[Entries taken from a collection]
○ ○ ○

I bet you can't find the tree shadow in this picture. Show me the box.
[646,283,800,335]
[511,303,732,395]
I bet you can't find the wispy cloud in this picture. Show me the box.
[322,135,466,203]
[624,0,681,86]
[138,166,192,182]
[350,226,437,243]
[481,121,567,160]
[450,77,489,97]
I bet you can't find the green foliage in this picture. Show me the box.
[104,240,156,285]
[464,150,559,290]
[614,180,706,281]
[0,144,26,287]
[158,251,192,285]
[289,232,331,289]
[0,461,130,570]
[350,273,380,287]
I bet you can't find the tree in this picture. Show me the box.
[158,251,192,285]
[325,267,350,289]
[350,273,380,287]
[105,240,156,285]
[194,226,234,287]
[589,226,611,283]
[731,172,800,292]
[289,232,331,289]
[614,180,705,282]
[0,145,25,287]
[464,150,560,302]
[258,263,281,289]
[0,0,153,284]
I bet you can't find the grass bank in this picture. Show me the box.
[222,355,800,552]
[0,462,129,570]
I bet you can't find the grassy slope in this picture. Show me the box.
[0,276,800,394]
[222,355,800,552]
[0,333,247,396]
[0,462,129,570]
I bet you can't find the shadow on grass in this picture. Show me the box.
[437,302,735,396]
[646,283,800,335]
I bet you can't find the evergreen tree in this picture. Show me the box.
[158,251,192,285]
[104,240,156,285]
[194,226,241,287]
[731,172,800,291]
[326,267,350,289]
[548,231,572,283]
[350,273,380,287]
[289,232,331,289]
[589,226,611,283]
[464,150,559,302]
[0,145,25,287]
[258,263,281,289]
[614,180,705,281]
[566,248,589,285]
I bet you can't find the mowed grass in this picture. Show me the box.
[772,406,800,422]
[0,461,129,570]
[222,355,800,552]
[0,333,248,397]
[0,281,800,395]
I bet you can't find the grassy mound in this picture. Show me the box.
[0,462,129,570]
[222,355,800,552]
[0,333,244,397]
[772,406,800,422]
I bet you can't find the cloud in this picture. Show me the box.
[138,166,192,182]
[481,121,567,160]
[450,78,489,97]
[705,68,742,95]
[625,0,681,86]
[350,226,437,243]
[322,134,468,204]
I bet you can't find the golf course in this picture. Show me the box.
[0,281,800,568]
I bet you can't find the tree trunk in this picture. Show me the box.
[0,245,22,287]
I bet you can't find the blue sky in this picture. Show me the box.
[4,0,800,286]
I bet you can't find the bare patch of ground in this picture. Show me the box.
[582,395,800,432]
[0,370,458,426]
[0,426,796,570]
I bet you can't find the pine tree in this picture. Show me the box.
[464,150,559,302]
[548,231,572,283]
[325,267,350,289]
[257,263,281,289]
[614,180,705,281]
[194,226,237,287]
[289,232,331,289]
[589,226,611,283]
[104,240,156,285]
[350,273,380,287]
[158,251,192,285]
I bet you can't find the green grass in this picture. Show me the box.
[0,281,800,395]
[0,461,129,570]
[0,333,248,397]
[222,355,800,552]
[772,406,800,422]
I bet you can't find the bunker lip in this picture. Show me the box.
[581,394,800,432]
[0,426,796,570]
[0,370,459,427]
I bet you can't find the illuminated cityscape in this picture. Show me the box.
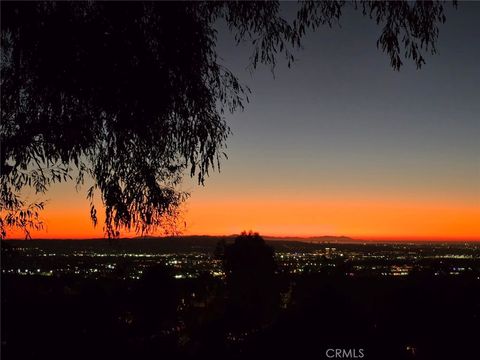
[2,238,480,280]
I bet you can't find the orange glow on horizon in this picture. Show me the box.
[4,196,480,241]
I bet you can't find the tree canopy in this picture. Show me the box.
[0,1,454,238]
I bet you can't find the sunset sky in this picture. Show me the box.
[11,3,480,240]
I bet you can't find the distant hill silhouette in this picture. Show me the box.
[1,235,359,252]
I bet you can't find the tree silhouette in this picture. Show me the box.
[0,1,456,238]
[224,232,279,330]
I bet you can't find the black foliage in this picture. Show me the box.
[0,1,456,238]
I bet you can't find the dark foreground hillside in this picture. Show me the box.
[2,269,480,360]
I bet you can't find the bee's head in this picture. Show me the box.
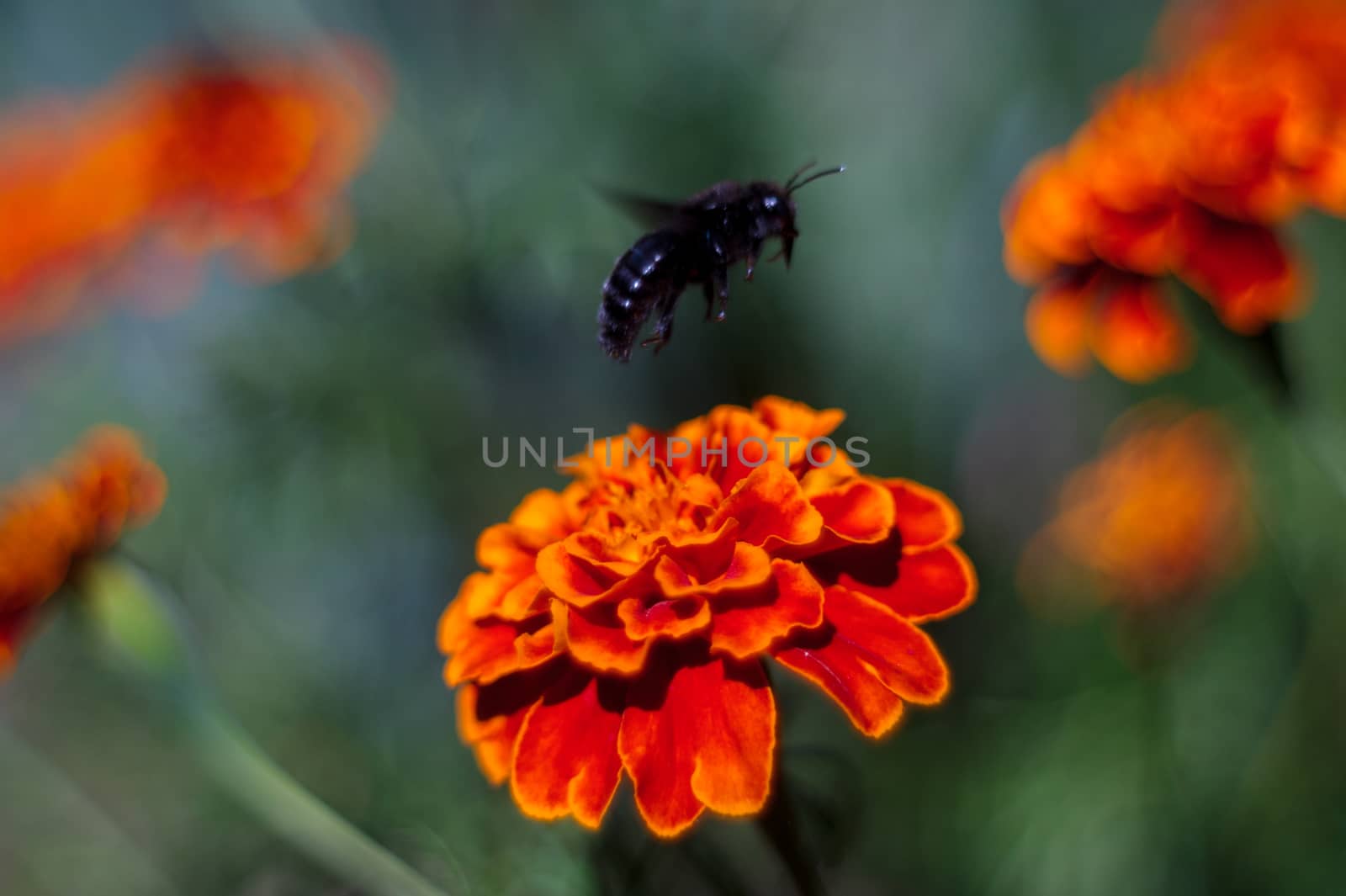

○ ○ ○

### Written task
Output every line of the listing above verbatim, omitting the pictures.

### Result for this exercise
I bet you can't find the tree shadow in this picture. Show me the box.
[646,283,800,335]
[511,303,732,395]
I bet you can't find the wispy cloud in this picture. Show me the box.
[322,135,466,203]
[624,0,681,86]
[138,166,192,182]
[350,226,437,243]
[481,121,567,160]
[450,77,489,97]
I bet you can't find the green foliage in this picture. Show me the box.
[104,240,156,285]
[464,150,559,290]
[614,180,706,281]
[0,144,26,287]
[158,251,192,285]
[289,232,331,289]
[0,461,130,570]
[350,273,380,287]
I bet you can't find the tree in this picture. Show me the box.
[158,251,192,285]
[325,267,350,289]
[350,273,380,287]
[105,240,156,285]
[194,226,234,287]
[589,226,611,283]
[731,172,800,292]
[289,232,331,289]
[614,180,705,282]
[0,145,25,287]
[464,150,560,302]
[258,263,281,289]
[0,0,153,284]
I bet you can't find the grass bank in this picture. Show me the box.
[222,355,800,552]
[0,462,129,570]
I bet you can't find the grassy slope in this picture. Show me the box.
[0,276,800,394]
[222,355,800,552]
[0,333,247,396]
[0,462,129,570]
I bet you can't find the shadow on grass in this picture. Show me the box.
[437,302,735,396]
[646,283,800,335]
I bet you can't find the evergreen tree in this picture. Show me the box.
[158,251,192,285]
[104,240,156,285]
[194,226,241,287]
[731,172,800,291]
[326,267,350,289]
[548,231,572,283]
[350,273,380,287]
[289,232,331,289]
[589,226,611,283]
[464,150,559,302]
[0,145,25,287]
[258,263,281,289]
[614,180,705,281]
[566,248,589,285]
I bet you can't find the mowed grass in this picture. Show me the box.
[772,406,800,422]
[0,461,129,570]
[222,355,800,552]
[0,333,248,397]
[0,281,800,395]
I bet you can't find the grassy mound in this picture. Show me the box.
[0,462,129,570]
[222,355,800,552]
[0,333,244,397]
[772,406,800,422]
I bet you can't find the cloud in this picture. Show me the box.
[138,166,192,182]
[481,121,567,160]
[450,78,489,97]
[705,68,742,95]
[625,0,681,86]
[350,226,437,243]
[322,134,468,204]
I bet you can't find the golf course in this picture. Show me the box.
[0,281,800,568]
I bet you can't find the tree trunk in this picture. Show me the box.
[0,245,22,287]
I bet you can't find the blue sky in this picture. Show me the box.
[4,0,800,286]
I bet you can't find the bare patch of ground in this picture. Show me the box.
[582,395,800,432]
[0,370,458,426]
[0,426,796,570]
I bet you can't find the pine tree in this picture. Show me the box.
[464,150,559,302]
[548,231,572,283]
[325,267,350,289]
[257,263,281,289]
[614,180,705,281]
[194,226,237,287]
[289,232,331,289]
[589,226,611,283]
[104,240,156,285]
[350,273,380,287]
[158,251,192,285]
I bet you can't find the green grass in this picture. Show me the box.
[0,281,800,395]
[0,461,129,570]
[0,333,248,397]
[222,355,800,552]
[772,406,800,422]
I bet you can't find the bunker lip in this picture. Show me the box.
[581,394,800,432]
[0,426,796,570]
[0,370,459,427]
I bet you can't find the illuminated cityscape in this picture. Show me the box.
[2,238,480,280]
I bet you can't find the orange glow on horizon in this picture. Show me the box.
[4,196,480,241]
I bet you can't find the tree canopy in this picture. Show me the box.
[0,1,454,238]
I bet you can't find the sunset sky in this picture. Show me the box.
[11,3,480,240]
I bet you can't find the distant hill silhouette in this picture. Show me the box.
[1,235,359,252]
I bet you can't find the tree silhouette in this picture. Show me the box.
[0,1,456,238]
[224,232,279,330]
I bet you can't find the black foliage in this picture. Show me the box.
[0,1,456,238]
I bet you can't find the dark foreground hillside in this picture. Show me the box.
[2,269,480,360]
I bet you can't find the bee's head in this picture. Show me the box.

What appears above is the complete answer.